[Location labeling records]
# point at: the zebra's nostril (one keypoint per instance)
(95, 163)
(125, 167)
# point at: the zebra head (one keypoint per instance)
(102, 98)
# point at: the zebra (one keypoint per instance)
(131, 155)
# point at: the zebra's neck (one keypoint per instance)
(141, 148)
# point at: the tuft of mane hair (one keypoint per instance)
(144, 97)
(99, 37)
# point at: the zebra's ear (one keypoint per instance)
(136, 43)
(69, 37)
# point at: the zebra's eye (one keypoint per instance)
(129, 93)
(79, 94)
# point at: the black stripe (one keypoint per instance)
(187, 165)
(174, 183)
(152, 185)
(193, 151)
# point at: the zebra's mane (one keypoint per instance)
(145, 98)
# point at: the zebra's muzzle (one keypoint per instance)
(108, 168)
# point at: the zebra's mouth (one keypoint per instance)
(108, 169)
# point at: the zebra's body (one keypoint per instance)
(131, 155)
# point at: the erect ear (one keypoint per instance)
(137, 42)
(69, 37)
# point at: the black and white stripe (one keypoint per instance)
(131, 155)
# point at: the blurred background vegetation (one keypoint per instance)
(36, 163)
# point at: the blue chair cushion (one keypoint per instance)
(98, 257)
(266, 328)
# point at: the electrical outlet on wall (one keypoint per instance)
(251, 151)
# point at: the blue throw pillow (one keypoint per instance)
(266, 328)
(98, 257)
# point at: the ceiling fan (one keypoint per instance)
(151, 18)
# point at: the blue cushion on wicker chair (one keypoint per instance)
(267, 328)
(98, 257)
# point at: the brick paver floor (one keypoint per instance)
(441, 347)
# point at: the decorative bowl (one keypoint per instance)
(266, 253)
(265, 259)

- _EXERCISE AIM_
Could you update the records from the line containing "# point at: the brick" through the end of the records, changing "decorative" to "ornamental" and leaving everything else as it is?

- _OUTPUT FOR THIS TASK_
# point at: the brick paver floor (one keypoint per instance)
(441, 347)
# point at: the ornamental bowl (one keypoint per instance)
(266, 253)
(265, 259)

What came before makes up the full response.